**WORK TO BE COMPLETED**
Only what runs from the line with "gray rock face." to the final line of the records below should be given again, word for word.

(Dataset records)

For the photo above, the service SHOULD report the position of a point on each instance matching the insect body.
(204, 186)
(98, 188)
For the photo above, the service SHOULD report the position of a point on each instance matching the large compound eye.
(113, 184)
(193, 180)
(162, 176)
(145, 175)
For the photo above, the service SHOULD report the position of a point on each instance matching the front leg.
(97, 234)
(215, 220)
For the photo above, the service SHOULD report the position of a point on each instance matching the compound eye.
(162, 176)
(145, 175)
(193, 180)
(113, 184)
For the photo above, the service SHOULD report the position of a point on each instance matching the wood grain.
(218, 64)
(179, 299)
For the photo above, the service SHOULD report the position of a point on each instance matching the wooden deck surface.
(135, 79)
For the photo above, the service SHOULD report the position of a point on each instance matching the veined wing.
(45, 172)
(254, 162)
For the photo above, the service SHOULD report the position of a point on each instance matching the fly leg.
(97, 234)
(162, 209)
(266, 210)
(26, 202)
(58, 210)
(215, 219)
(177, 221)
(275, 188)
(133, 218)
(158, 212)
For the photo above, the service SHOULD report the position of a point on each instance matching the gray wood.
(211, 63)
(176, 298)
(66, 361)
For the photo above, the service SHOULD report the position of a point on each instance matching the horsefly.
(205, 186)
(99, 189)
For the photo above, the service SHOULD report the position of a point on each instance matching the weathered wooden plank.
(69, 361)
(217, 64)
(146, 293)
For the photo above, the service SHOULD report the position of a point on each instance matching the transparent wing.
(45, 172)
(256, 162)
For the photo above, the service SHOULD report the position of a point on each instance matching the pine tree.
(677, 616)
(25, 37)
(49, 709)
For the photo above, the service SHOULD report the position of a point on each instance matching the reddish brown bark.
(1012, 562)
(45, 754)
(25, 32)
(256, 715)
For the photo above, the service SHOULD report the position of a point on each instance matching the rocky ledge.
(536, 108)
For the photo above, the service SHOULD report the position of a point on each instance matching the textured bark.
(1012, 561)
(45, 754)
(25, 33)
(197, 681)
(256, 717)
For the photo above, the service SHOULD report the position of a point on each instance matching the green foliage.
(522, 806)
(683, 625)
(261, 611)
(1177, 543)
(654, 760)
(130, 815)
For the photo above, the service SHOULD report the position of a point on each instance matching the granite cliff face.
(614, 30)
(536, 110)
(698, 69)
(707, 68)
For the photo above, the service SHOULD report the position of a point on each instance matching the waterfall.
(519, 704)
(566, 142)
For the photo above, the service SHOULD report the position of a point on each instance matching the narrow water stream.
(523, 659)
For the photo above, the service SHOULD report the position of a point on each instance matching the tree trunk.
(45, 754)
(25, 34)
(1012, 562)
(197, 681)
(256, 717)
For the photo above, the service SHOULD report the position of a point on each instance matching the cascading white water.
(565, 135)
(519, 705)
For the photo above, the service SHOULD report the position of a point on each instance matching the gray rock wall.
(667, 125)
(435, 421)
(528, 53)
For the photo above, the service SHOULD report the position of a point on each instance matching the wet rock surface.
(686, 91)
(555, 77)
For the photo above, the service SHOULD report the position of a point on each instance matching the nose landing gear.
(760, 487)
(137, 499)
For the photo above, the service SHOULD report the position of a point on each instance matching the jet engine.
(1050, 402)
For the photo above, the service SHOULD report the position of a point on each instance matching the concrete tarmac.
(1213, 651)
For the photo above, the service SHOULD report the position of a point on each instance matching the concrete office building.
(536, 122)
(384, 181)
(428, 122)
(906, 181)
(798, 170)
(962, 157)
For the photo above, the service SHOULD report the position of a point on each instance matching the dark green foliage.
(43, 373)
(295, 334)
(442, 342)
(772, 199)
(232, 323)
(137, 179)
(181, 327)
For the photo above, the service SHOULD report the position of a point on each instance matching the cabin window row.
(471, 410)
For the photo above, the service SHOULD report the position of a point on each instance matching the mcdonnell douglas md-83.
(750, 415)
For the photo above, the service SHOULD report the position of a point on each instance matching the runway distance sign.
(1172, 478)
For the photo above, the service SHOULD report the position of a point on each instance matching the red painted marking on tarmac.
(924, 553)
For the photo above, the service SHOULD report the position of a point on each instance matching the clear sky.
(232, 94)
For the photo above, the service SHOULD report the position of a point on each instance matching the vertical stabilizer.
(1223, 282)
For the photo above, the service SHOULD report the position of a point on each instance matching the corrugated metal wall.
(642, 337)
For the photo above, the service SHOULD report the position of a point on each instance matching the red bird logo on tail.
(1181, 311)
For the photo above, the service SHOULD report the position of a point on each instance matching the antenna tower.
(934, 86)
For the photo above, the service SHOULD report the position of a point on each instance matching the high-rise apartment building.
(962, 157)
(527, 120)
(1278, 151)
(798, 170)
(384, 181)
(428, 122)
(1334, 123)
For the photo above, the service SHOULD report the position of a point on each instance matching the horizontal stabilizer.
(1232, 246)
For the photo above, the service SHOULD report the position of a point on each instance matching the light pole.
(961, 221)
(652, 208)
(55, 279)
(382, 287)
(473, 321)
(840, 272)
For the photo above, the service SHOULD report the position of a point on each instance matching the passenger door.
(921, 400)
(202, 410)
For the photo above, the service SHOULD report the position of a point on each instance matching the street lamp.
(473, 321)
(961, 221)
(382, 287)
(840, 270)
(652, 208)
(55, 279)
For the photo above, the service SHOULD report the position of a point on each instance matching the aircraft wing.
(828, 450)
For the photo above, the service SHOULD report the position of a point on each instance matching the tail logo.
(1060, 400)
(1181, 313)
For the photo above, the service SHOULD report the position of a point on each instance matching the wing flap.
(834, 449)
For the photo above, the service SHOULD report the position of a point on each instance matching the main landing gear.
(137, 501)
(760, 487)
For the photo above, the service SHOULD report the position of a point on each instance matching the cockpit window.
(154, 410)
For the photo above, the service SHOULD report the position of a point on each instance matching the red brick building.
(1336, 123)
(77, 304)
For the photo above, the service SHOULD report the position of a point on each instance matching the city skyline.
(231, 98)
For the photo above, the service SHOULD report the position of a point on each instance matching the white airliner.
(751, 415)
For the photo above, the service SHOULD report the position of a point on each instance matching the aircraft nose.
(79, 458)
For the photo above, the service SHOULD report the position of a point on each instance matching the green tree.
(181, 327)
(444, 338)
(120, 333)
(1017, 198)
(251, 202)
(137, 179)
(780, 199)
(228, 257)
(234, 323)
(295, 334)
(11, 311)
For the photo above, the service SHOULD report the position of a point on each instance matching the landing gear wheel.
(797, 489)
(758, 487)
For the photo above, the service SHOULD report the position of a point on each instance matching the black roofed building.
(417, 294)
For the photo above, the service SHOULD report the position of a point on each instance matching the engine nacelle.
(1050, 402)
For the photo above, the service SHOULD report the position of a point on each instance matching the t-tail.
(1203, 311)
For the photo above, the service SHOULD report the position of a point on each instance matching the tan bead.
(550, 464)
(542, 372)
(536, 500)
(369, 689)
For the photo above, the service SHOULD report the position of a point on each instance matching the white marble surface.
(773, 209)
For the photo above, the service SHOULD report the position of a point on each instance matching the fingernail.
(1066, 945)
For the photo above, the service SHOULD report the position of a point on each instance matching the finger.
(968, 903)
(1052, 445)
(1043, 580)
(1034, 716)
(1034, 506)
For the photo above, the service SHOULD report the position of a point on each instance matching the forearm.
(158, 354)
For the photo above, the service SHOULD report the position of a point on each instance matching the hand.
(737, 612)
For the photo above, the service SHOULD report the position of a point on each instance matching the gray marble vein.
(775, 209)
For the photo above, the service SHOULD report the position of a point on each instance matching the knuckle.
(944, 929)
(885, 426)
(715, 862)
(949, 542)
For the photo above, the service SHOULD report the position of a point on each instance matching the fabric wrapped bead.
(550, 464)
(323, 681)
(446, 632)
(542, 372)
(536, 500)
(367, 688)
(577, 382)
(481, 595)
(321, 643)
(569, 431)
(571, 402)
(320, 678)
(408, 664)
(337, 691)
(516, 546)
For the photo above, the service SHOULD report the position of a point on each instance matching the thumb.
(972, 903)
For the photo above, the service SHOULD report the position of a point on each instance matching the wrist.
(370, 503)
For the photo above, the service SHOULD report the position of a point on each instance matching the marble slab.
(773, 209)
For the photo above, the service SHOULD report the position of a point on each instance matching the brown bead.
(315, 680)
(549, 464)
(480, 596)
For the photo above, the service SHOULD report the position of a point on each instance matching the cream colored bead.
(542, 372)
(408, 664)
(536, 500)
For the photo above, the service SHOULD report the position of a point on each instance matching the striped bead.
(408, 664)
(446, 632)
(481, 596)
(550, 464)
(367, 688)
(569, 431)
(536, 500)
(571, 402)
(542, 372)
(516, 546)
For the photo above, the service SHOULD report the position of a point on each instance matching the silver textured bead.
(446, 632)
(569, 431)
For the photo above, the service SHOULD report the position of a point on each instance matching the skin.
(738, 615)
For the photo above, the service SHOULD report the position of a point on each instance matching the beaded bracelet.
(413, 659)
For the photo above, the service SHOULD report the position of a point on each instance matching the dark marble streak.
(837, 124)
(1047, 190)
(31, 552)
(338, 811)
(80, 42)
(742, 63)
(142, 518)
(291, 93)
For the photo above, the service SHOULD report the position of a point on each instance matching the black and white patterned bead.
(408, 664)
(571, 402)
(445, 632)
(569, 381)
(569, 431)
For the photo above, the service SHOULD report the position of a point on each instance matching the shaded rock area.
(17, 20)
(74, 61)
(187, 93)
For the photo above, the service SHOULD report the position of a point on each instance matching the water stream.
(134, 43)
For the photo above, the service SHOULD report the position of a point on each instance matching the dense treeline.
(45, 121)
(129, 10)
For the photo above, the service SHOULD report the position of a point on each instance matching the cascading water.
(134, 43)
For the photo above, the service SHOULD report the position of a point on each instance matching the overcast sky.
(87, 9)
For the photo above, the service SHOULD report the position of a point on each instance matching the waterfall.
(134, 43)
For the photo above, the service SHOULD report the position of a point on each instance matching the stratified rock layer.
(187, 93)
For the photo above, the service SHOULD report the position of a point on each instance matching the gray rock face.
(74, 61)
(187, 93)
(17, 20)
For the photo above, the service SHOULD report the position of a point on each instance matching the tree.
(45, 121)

**WRITTEN REPLY**
For the photo above, the service SHOULD report the position of a point on each instance matching the gray rock face.
(74, 61)
(187, 93)
(17, 20)
For the photo above, the service SHOULD report the position of a point on each instance matching the tree.
(45, 121)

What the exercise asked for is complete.